→ **Direction**
Copy each of the following items line for line, with no changes.

→ **Provided material**
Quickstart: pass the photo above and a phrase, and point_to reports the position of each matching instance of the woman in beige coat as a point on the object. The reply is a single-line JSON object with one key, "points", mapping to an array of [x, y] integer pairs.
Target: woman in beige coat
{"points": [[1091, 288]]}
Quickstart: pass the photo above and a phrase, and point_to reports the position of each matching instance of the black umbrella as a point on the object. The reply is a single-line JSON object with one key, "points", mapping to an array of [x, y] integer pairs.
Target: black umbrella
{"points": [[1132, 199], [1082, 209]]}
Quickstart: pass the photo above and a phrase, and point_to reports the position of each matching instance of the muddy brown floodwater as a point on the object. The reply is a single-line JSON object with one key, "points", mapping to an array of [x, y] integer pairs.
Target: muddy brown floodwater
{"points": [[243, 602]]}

→ **Complete response**
Quickstart: pass the photo above and a phrase, and point_to reports the position of each matching instance of the woman in beige coat as a point on the object. The reply is a single-line JSON object with one key, "points", mapping to an array of [x, y] integer pairs.
Target: woman in beige coat
{"points": [[1091, 288]]}
Quickstart: pass the photo above and a phrase, and point_to reports the position of each matching instance of the black umbrella as a point on the object. The reply is a single-line JSON object with one key, "points", mapping to an array of [x, y] integer pairs.
Target: black umbrella
{"points": [[1132, 199], [1082, 209]]}
Quickstart: pass the photo above and a phrase, and point_to reports the position of each matching instance of the muddy brown floodwater as a point on the object. The reply is a single-line JSON object with one key, "points", mapping to an array of [x, y] integer pairs.
Target: muddy brown floodwater
{"points": [[243, 602]]}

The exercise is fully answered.